• [MATERIAL]:
====
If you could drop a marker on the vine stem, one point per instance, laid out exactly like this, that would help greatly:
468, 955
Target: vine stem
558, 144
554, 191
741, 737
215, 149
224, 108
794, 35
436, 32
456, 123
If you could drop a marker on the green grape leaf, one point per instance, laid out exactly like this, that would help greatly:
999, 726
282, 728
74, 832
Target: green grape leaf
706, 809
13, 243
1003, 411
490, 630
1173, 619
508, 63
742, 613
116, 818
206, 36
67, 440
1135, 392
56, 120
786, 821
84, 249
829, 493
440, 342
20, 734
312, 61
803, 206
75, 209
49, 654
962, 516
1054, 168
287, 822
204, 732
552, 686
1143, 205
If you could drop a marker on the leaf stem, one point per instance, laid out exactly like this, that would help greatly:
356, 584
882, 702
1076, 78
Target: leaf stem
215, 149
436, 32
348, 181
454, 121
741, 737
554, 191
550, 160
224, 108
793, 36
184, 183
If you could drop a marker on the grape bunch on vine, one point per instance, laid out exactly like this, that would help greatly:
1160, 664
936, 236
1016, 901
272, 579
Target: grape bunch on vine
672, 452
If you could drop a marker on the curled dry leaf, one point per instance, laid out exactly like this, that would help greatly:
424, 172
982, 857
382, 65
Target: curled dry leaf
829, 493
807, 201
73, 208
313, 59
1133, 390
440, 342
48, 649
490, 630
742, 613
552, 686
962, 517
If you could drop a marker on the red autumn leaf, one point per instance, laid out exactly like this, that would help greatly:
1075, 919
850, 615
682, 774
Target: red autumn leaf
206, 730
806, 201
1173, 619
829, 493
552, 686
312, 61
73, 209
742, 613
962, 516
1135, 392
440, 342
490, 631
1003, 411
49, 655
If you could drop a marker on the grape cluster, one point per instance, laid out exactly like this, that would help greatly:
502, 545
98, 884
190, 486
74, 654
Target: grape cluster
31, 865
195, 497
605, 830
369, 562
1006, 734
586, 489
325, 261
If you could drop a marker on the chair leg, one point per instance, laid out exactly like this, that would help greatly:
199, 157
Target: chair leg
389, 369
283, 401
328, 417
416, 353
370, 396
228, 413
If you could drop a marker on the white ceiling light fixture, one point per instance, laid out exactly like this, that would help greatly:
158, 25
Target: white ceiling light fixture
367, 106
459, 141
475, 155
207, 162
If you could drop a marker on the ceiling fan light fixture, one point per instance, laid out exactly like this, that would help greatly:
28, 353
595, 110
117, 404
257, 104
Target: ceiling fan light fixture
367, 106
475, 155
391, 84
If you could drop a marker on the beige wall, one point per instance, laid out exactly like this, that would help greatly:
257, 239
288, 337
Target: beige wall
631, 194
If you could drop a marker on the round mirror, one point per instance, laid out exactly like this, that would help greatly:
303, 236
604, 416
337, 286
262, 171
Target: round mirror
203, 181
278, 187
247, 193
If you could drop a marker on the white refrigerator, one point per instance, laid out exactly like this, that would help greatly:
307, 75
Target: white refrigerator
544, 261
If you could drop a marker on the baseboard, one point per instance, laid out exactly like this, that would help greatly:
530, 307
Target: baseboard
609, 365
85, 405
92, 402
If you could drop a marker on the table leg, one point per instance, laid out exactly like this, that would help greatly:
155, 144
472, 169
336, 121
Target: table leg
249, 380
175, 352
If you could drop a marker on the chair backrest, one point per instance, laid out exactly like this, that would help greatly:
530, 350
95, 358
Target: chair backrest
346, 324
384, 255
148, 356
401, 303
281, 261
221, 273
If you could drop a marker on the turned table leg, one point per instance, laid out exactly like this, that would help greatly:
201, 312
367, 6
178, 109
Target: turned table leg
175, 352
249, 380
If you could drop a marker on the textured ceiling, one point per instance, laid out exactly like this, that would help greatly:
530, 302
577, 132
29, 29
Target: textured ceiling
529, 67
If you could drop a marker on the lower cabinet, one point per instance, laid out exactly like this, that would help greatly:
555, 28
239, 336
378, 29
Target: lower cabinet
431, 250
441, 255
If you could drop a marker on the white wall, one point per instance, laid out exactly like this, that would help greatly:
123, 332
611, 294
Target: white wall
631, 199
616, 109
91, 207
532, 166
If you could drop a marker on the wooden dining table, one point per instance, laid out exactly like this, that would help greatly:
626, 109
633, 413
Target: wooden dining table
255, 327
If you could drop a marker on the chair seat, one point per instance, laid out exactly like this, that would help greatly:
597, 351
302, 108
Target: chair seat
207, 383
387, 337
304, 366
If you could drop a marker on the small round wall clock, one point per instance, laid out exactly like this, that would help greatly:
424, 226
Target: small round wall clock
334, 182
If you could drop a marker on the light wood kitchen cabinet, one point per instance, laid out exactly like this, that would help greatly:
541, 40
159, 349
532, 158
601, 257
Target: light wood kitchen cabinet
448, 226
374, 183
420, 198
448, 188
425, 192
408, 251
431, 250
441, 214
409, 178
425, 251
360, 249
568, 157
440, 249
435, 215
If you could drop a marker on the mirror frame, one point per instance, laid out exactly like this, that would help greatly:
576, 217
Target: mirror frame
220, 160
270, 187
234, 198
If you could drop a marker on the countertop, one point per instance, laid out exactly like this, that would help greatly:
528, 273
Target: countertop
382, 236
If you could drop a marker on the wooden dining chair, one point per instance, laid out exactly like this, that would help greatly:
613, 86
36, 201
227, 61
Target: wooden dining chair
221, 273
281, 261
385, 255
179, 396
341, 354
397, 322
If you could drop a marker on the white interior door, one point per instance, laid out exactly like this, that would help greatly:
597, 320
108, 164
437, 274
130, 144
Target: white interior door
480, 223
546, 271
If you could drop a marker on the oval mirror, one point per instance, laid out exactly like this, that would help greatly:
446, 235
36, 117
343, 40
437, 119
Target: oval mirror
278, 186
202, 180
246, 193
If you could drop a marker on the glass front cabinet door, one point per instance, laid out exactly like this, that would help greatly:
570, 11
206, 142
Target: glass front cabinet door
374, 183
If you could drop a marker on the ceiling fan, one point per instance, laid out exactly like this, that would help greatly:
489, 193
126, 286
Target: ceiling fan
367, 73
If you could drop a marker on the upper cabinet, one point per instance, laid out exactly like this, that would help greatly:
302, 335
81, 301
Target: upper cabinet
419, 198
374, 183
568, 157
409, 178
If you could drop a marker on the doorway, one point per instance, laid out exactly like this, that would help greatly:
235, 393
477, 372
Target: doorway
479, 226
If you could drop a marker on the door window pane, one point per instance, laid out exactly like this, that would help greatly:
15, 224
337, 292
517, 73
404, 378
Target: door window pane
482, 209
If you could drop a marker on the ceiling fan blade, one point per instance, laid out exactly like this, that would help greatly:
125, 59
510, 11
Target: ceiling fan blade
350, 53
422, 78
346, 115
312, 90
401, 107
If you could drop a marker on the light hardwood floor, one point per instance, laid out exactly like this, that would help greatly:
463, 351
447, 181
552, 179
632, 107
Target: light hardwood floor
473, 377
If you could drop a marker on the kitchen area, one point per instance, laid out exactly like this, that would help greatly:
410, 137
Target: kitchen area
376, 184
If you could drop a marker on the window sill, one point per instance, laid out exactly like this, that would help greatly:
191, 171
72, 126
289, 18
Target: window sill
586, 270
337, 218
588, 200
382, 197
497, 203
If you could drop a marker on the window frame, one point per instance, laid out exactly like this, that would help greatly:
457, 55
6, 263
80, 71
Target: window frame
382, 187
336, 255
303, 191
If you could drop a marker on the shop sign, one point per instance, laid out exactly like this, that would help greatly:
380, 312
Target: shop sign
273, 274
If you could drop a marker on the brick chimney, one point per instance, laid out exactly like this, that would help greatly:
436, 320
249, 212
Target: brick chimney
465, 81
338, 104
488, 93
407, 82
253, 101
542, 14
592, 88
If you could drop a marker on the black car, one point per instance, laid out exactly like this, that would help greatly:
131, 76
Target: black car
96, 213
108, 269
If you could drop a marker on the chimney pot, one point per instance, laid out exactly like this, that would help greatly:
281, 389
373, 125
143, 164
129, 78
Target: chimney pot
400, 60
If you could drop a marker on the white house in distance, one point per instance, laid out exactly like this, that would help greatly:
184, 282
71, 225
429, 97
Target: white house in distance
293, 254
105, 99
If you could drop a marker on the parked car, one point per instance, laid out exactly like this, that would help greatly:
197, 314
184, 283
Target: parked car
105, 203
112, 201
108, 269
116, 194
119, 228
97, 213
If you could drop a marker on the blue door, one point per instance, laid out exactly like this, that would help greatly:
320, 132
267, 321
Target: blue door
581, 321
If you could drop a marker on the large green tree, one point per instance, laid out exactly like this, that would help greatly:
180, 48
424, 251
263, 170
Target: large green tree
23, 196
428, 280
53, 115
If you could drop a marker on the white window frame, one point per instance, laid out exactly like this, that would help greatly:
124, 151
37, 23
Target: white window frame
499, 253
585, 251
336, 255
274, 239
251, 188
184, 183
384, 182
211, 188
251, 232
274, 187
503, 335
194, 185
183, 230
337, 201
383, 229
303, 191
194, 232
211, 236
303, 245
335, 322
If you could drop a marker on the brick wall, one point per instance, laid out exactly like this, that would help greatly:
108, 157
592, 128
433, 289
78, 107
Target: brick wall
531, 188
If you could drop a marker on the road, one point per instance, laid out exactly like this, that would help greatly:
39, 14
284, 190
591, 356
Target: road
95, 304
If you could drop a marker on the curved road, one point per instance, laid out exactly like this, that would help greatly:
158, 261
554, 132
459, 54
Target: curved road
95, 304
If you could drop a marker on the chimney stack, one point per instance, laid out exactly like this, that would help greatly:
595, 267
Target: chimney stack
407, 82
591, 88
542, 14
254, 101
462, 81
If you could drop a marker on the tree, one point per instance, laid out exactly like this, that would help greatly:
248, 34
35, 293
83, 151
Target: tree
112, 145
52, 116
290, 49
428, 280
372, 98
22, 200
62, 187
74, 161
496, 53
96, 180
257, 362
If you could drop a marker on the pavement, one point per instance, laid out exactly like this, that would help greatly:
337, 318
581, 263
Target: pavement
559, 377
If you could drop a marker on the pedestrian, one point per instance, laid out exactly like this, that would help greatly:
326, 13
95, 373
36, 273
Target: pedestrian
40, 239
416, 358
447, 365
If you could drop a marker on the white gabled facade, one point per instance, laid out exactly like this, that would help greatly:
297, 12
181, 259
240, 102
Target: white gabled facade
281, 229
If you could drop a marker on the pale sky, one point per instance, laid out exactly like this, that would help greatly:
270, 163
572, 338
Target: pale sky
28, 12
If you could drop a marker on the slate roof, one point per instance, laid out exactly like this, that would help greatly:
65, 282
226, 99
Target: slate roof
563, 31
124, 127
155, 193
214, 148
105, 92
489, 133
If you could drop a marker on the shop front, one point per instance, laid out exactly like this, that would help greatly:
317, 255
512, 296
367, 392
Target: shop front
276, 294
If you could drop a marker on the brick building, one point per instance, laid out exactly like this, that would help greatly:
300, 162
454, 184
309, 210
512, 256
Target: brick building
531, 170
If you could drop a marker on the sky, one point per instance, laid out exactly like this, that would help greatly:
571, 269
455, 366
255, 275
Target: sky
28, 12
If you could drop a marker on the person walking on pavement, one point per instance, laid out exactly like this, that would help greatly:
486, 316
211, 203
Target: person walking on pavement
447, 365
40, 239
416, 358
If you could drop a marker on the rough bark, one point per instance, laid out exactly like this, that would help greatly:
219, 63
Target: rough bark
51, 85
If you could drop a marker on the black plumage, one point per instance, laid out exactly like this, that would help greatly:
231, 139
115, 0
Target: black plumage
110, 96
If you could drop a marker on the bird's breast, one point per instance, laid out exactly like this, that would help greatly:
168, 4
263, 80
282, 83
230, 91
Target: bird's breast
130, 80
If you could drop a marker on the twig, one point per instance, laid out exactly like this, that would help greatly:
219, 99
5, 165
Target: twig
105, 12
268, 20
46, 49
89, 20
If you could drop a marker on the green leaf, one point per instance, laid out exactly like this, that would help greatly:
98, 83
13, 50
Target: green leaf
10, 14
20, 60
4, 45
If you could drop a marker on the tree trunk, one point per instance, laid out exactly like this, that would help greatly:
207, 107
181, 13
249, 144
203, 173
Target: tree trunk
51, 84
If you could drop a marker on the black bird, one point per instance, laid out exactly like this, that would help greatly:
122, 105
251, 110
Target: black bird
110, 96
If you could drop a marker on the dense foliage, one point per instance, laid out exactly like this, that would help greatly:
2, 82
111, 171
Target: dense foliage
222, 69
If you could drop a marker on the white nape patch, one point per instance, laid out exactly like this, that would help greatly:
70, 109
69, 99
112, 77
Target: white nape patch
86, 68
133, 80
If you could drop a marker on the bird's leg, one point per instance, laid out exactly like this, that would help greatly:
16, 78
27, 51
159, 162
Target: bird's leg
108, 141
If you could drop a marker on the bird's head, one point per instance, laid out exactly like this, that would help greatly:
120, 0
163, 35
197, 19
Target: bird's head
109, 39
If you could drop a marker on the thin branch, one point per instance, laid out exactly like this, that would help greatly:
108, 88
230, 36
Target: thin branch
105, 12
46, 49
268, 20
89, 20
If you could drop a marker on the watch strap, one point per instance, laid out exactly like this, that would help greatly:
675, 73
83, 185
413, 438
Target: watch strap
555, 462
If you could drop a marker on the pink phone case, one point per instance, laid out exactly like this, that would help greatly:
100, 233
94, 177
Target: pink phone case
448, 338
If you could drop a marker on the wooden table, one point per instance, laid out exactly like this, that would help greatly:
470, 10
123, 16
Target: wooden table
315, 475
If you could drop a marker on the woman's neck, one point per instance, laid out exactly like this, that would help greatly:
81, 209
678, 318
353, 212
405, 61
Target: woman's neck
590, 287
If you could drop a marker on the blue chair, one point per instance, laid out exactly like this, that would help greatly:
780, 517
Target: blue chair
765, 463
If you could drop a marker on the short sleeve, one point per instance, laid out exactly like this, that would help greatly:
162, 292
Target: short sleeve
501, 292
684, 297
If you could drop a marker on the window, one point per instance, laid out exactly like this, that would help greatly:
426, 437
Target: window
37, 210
====
• [OBJECTIVE]: Quote verbatim the line containing "If you could drop a marker on the wooden table, one" and every line after it through the end of the records above.

• [COMPLETE RESPONSE]:
If you could drop a marker on the wooden table, one point per instance, laid out exactly like this, that would help greatly:
470, 10
123, 16
Target: wooden table
315, 475
If you could drop a marker on the woman's neck, one point per instance, laid out exactly like this, that would help greatly:
81, 209
678, 318
353, 212
405, 61
Target: woman's neck
590, 287
If you could drop a marker on the blue chair, one point per instance, laid out exactly like this, that would help greatly:
780, 517
Target: blue chair
765, 463
If you could drop a marker on the short sleeve, one point per instance, laid out exactly like this, that would help greatly:
162, 292
Target: short sleeve
501, 292
684, 297
If you could drop a marker on the window, one point per instance, laid out exactly like this, that would help greatly:
426, 437
Target: window
37, 210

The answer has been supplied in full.